→ GOAL: Write the lines of the raw records below as a numbered list, leaving out blank lines, covering everything from the line containing "Screen reader assistance requested. Where is the white sheet" down to the line containing "left=24, top=0, right=397, bottom=205".

╭─ STORED ROWS

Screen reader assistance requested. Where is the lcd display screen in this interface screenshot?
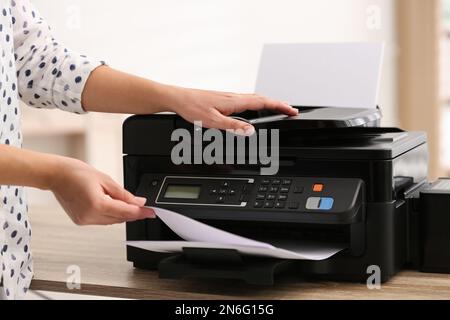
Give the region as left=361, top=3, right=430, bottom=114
left=164, top=185, right=201, bottom=200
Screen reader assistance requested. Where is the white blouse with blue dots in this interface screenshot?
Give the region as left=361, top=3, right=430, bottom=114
left=0, top=0, right=103, bottom=299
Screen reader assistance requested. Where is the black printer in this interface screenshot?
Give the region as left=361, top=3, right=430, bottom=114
left=123, top=108, right=450, bottom=284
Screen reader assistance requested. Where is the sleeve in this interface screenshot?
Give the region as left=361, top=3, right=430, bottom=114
left=10, top=0, right=105, bottom=114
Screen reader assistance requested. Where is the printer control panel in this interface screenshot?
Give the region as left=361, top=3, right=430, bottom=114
left=140, top=175, right=363, bottom=218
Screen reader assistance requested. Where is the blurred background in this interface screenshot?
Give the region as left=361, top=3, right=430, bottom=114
left=23, top=0, right=450, bottom=206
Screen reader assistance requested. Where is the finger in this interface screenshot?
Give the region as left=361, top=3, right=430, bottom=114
left=102, top=198, right=155, bottom=222
left=103, top=177, right=147, bottom=207
left=205, top=110, right=255, bottom=136
left=241, top=95, right=298, bottom=116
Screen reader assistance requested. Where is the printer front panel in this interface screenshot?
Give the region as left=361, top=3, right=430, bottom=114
left=136, top=173, right=364, bottom=225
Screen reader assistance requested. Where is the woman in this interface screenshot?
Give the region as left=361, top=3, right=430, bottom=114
left=0, top=0, right=297, bottom=299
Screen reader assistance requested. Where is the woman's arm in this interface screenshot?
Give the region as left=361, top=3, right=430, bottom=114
left=0, top=145, right=154, bottom=225
left=82, top=66, right=298, bottom=132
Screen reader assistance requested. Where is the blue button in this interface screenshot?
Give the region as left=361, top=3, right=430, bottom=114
left=319, top=198, right=334, bottom=210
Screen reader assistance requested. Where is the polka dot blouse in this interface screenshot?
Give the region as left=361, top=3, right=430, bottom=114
left=0, top=0, right=102, bottom=299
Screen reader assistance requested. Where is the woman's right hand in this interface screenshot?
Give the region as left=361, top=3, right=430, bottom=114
left=48, top=157, right=155, bottom=225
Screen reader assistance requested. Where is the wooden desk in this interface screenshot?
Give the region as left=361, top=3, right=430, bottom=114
left=30, top=209, right=450, bottom=299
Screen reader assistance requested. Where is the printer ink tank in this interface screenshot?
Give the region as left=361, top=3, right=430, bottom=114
left=418, top=179, right=450, bottom=273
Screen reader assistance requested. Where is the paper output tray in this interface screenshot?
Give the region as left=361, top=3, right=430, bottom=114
left=158, top=248, right=295, bottom=285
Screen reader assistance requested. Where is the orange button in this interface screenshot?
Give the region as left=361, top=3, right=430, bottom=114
left=313, top=183, right=325, bottom=192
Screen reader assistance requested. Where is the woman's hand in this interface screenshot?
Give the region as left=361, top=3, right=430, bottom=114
left=49, top=157, right=155, bottom=225
left=172, top=88, right=298, bottom=135
left=82, top=66, right=298, bottom=134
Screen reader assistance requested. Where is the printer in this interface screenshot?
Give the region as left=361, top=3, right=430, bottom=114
left=123, top=108, right=450, bottom=285
left=123, top=43, right=450, bottom=285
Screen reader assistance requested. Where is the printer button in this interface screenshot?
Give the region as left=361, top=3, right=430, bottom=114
left=253, top=201, right=264, bottom=208
left=151, top=180, right=159, bottom=187
left=267, top=194, right=277, bottom=200
left=239, top=194, right=250, bottom=202
left=306, top=197, right=321, bottom=210
left=256, top=193, right=266, bottom=200
left=294, top=187, right=305, bottom=194
left=242, top=184, right=253, bottom=194
left=275, top=201, right=286, bottom=209
left=269, top=187, right=280, bottom=193
left=313, top=183, right=325, bottom=192
left=264, top=201, right=275, bottom=209
left=280, top=187, right=290, bottom=193
left=319, top=198, right=334, bottom=210
left=288, top=202, right=300, bottom=210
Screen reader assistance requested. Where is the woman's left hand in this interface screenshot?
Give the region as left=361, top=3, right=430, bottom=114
left=167, top=88, right=298, bottom=135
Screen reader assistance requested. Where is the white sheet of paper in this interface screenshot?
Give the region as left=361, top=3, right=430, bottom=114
left=127, top=208, right=344, bottom=260
left=151, top=208, right=273, bottom=248
left=256, top=43, right=384, bottom=108
left=127, top=241, right=343, bottom=261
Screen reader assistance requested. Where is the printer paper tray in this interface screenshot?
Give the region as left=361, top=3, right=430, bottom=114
left=127, top=208, right=345, bottom=261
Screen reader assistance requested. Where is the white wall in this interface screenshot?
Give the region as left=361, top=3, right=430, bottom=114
left=34, top=0, right=396, bottom=123
left=24, top=0, right=397, bottom=205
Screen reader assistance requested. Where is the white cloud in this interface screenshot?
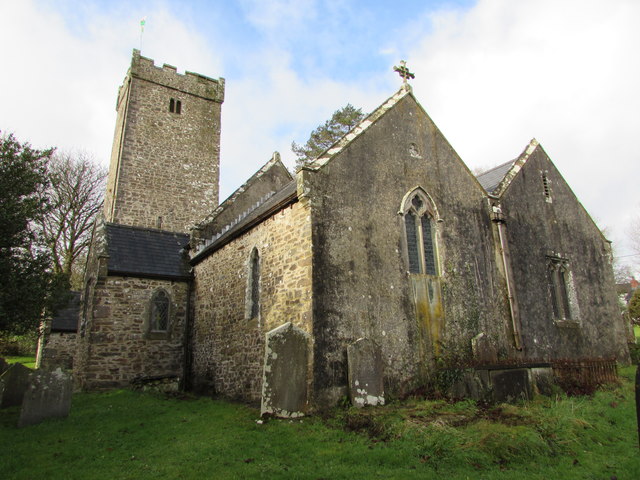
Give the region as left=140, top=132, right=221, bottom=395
left=0, top=0, right=222, bottom=164
left=0, top=0, right=640, bottom=266
left=408, top=0, right=640, bottom=258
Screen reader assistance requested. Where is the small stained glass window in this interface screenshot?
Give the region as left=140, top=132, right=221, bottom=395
left=403, top=189, right=438, bottom=275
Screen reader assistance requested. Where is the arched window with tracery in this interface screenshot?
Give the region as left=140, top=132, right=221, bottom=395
left=401, top=188, right=438, bottom=276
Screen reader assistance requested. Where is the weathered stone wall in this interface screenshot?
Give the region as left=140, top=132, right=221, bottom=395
left=192, top=198, right=312, bottom=403
left=38, top=332, right=77, bottom=370
left=302, top=91, right=511, bottom=403
left=191, top=156, right=293, bottom=247
left=74, top=275, right=189, bottom=390
left=501, top=147, right=628, bottom=361
left=105, top=50, right=224, bottom=232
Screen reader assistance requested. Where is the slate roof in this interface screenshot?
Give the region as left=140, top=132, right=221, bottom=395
left=476, top=138, right=540, bottom=197
left=105, top=223, right=190, bottom=280
left=476, top=160, right=515, bottom=193
left=192, top=179, right=298, bottom=263
left=51, top=292, right=80, bottom=332
left=302, top=84, right=413, bottom=170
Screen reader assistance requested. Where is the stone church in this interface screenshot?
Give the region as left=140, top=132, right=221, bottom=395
left=66, top=50, right=628, bottom=410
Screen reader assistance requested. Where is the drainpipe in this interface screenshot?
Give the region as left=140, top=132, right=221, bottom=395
left=180, top=277, right=193, bottom=391
left=492, top=204, right=522, bottom=350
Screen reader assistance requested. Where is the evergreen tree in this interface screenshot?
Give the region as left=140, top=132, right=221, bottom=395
left=629, top=288, right=640, bottom=325
left=0, top=131, right=64, bottom=334
left=291, top=103, right=365, bottom=168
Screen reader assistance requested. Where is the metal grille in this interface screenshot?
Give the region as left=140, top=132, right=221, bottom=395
left=404, top=212, right=420, bottom=273
left=420, top=215, right=436, bottom=275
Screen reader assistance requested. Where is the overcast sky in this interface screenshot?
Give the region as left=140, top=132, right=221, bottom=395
left=0, top=0, right=640, bottom=268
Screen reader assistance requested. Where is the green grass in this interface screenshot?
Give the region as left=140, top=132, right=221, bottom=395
left=5, top=357, right=36, bottom=368
left=0, top=368, right=640, bottom=480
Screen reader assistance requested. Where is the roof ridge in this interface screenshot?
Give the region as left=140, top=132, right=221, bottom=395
left=104, top=222, right=189, bottom=237
left=492, top=138, right=540, bottom=197
left=476, top=157, right=518, bottom=178
left=302, top=84, right=413, bottom=170
left=195, top=151, right=293, bottom=229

╰─

→ CORRECT OUTPUT:
1. Screen reader assistance requested. Where is the white sheet of paper in this interface screenshot?
2. Give the region as left=361, top=3, right=430, bottom=114
3. left=127, top=208, right=344, bottom=260
4. left=151, top=208, right=273, bottom=248
5. left=256, top=43, right=384, bottom=108
6. left=127, top=241, right=343, bottom=261
7. Screen reader assistance requested. Where is the printer paper tray in this interface screenshot?
8. Give the region as left=361, top=3, right=430, bottom=114
9. left=127, top=208, right=345, bottom=261
10. Screen reader assistance requested. Where is the white wall in this interface screenshot?
11. Give the region as left=361, top=3, right=430, bottom=114
12. left=34, top=0, right=396, bottom=123
13. left=24, top=0, right=397, bottom=205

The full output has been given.